* Records:
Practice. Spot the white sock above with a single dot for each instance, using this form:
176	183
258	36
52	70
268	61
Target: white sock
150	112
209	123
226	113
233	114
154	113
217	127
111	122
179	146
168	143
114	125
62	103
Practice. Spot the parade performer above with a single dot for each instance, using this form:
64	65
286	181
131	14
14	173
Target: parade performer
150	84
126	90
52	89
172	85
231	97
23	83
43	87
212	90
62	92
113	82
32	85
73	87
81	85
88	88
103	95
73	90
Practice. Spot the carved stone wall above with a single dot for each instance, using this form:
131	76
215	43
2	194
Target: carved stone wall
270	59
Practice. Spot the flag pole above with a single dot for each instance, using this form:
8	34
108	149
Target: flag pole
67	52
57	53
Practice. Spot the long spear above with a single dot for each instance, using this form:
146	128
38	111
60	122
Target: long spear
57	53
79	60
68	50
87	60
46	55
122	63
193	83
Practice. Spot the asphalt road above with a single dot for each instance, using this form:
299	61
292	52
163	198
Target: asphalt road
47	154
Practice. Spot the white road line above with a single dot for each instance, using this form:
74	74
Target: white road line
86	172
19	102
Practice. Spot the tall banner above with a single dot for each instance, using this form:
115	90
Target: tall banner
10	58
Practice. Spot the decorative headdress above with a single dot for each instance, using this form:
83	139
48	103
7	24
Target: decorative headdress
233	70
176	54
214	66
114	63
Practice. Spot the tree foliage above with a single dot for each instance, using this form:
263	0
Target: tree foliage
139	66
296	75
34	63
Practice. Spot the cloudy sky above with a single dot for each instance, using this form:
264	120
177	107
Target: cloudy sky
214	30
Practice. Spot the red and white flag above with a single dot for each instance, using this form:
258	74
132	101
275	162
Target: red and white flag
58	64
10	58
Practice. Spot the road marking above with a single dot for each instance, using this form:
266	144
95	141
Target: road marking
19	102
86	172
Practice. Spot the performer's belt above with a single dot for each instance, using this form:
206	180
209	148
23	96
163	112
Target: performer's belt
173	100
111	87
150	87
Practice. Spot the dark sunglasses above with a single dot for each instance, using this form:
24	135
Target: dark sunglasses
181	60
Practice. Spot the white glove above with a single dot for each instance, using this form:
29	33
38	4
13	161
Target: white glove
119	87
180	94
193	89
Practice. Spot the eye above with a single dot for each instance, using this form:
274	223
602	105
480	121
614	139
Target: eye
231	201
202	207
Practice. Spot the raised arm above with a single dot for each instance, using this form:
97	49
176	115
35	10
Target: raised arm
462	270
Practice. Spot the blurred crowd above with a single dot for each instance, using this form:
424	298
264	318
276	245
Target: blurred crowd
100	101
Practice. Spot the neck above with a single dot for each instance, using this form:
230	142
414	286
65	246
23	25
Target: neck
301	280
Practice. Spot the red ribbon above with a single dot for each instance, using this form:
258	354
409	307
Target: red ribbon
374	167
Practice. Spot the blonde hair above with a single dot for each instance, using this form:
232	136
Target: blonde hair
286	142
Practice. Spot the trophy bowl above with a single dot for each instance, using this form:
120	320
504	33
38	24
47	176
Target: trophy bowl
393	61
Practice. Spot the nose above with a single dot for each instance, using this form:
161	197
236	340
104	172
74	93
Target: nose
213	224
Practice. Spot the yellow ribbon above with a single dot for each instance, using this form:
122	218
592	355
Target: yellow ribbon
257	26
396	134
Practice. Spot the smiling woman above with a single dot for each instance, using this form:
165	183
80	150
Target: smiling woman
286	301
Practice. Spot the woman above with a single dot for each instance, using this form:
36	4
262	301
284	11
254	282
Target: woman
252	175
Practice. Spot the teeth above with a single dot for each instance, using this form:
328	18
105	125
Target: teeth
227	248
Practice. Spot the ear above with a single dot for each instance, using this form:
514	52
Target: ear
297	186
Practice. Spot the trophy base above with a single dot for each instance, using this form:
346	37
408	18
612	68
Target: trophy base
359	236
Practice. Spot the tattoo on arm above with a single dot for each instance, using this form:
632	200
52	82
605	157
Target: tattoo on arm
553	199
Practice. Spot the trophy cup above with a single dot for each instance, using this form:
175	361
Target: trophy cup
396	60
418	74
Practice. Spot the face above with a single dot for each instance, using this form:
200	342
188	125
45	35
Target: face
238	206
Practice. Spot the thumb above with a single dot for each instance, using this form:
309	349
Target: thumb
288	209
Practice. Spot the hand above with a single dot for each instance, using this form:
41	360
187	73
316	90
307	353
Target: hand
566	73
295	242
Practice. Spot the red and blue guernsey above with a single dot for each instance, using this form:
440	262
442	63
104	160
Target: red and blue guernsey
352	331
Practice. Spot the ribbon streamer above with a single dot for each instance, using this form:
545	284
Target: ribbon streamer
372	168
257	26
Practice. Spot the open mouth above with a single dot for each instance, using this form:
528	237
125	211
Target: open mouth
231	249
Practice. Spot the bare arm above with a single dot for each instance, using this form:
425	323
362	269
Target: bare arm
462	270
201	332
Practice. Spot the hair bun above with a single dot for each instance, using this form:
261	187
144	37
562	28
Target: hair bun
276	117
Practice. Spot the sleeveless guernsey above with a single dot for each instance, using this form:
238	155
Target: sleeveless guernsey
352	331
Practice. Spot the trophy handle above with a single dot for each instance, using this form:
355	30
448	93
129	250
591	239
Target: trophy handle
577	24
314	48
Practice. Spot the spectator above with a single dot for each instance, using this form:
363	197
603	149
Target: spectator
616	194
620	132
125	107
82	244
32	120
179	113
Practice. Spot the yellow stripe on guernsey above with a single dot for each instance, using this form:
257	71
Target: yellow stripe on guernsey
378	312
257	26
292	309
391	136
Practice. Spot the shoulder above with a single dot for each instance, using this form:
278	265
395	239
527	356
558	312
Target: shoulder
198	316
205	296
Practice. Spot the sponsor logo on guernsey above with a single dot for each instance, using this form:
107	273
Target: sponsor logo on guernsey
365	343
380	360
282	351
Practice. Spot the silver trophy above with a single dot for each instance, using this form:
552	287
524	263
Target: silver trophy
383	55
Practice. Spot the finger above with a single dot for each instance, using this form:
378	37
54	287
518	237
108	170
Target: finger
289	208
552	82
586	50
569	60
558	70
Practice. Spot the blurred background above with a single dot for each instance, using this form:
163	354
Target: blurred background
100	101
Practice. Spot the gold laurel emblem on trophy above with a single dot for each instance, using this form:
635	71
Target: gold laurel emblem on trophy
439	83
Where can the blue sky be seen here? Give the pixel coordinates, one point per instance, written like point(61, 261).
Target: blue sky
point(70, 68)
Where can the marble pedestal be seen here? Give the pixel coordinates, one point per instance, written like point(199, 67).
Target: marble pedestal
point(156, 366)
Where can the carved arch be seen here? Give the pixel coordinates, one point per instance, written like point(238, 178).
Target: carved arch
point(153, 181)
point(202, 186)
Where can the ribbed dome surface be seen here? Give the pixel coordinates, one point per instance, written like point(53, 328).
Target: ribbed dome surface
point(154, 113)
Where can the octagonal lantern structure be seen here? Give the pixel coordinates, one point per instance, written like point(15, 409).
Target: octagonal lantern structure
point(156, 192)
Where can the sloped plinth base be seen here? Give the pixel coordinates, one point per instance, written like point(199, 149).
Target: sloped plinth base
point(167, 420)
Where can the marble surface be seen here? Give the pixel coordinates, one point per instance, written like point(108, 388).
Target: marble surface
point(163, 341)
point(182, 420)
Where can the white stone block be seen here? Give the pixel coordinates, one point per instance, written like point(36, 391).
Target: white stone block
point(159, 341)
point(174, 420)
---
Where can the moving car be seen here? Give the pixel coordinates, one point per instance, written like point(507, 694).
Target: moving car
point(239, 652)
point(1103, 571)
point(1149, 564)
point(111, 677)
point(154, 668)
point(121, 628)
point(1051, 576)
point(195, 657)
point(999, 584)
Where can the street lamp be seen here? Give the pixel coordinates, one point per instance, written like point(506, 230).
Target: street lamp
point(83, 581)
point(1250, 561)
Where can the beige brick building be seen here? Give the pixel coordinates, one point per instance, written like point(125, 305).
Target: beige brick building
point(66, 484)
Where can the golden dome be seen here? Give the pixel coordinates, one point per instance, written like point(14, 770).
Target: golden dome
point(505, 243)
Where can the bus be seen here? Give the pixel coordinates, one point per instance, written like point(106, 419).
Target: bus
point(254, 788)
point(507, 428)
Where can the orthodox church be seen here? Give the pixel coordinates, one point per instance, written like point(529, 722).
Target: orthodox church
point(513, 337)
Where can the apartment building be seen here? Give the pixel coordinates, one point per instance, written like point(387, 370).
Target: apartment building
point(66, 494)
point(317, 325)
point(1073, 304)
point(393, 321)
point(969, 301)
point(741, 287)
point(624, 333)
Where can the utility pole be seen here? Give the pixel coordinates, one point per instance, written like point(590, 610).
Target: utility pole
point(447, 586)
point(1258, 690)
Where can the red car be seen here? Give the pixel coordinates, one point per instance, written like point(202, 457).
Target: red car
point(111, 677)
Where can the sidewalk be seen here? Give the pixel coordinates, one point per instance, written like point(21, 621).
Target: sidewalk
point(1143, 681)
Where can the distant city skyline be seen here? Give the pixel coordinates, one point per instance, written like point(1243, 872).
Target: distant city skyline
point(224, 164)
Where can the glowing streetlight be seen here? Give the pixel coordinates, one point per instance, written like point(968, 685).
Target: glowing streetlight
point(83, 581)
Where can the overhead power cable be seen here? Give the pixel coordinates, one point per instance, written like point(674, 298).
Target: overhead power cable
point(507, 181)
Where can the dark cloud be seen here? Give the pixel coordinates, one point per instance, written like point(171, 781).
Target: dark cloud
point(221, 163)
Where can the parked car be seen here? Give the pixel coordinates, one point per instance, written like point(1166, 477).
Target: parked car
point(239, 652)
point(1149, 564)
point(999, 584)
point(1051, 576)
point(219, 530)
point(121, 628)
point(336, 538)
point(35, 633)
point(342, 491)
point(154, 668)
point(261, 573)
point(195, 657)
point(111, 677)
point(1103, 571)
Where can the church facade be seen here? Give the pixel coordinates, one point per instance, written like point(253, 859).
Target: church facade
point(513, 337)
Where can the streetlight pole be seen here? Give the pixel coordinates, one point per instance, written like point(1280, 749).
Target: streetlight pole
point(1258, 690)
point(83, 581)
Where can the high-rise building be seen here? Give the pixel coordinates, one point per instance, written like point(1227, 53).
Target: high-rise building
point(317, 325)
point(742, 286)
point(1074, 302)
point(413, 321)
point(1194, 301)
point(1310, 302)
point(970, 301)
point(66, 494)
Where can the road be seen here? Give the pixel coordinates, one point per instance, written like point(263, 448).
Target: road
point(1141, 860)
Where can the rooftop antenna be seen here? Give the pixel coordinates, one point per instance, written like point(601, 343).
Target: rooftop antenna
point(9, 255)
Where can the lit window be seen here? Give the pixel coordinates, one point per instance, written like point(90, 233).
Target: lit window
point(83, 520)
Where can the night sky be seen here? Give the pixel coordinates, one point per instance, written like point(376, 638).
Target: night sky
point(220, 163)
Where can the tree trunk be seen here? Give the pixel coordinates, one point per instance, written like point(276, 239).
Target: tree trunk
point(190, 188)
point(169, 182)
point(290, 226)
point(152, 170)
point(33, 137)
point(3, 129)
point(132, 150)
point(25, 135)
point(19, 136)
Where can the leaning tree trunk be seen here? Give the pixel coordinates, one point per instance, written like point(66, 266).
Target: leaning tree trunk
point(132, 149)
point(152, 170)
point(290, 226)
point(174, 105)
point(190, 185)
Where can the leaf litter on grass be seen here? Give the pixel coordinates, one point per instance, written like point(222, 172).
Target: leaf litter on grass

* Work task: All lines holding the word "litter" must be found in the listing and copied.

* Solution for this problem:
Where can the leaf litter on grass be seen here? Give the pixel coordinates, one point per instance, written like point(222, 172).
Target: leaf litter on grass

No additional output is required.